=== JOB ===
Would you return the complete listing below word for word?

Point annotation records

* * * *

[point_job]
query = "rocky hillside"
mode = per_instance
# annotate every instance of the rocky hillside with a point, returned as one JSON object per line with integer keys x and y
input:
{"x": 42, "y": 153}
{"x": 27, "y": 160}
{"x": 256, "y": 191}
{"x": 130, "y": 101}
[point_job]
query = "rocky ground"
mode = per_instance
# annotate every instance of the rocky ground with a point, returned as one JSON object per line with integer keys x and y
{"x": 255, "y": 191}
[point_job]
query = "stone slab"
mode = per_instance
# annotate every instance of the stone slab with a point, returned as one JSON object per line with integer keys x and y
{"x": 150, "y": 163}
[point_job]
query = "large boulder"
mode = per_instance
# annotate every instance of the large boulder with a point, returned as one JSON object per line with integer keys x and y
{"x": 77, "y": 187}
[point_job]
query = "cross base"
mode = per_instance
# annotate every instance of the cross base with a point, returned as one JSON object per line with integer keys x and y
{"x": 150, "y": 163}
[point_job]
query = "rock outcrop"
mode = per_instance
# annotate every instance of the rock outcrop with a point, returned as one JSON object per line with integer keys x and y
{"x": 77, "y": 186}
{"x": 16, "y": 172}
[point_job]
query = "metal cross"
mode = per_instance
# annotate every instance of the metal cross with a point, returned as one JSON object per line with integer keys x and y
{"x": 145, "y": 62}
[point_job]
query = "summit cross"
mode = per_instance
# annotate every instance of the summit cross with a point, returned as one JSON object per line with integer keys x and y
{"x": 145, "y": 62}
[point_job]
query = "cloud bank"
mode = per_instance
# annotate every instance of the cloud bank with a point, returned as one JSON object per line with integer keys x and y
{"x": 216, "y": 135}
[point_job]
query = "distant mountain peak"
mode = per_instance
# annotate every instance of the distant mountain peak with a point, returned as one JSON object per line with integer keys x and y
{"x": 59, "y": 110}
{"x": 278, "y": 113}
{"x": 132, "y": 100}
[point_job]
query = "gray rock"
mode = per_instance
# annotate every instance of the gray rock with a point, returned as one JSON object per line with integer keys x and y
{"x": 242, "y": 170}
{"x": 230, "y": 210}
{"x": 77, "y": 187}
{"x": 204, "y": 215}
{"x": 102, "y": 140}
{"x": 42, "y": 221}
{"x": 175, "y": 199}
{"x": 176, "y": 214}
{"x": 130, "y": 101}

* * * *

=== WRITTEN ANSWER ===
[point_job]
query = "rocky hillside"
mode = per_instance
# annotate every instance of the rocky hillside with a point, returned as one JSON object per line with integer keys x and y
input:
{"x": 42, "y": 153}
{"x": 27, "y": 160}
{"x": 256, "y": 191}
{"x": 130, "y": 101}
[point_job]
query = "rocky ground"
mode = per_instance
# annotate every instance of the rocky ground with a point, returned as one JSON object per line with integer keys x and y
{"x": 255, "y": 191}
[point_job]
query = "stone slab"
mode = per_instance
# annotate every instance of the stone slab with a point, returned as one JSON object per line with integer keys x and y
{"x": 150, "y": 163}
[point_job]
query = "large boulder"
mode = per_instance
# annotate every instance of the large boulder with a point, returned as one JSON object per line with integer keys x and y
{"x": 77, "y": 187}
[point_job]
query = "cross base"
mode = per_instance
# annotate every instance of the cross base with a point, returned as one JSON object per line with integer keys x and y
{"x": 150, "y": 163}
[point_job]
query = "rock outcrop"
mode = per_instance
# annotate every instance of the rock outcrop with a point, returned as one JSON object per line with integer keys x and y
{"x": 77, "y": 186}
{"x": 16, "y": 172}
[point_job]
query = "metal cross"
mode = per_instance
# annotate every instance of the metal cross with a point, returned as one JSON object per line with integer keys x and y
{"x": 145, "y": 62}
[point_job]
query = "summit cross"
mode = per_instance
# annotate every instance of the summit cross with a point, returned as one JSON object per line with integer keys x and y
{"x": 145, "y": 62}
[point_job]
query = "cloud bank"
mode = per_instance
# annotate every instance of the cloud bank with a point, returned as one JSON object per line with integer keys x and y
{"x": 216, "y": 135}
[point_job]
query = "distant mountain peak"
mode = per_instance
# annotate every instance of the distant mountain peak with a point, returned as one JSON object per line with integer keys x and y
{"x": 59, "y": 110}
{"x": 278, "y": 113}
{"x": 132, "y": 100}
[point_job]
query = "gray rock"
mode = per_instance
# annotate every instance of the gray rock with a point, returned as one JSON object per line with integer keys x and y
{"x": 242, "y": 170}
{"x": 230, "y": 210}
{"x": 77, "y": 187}
{"x": 204, "y": 215}
{"x": 102, "y": 140}
{"x": 42, "y": 221}
{"x": 175, "y": 199}
{"x": 176, "y": 214}
{"x": 130, "y": 101}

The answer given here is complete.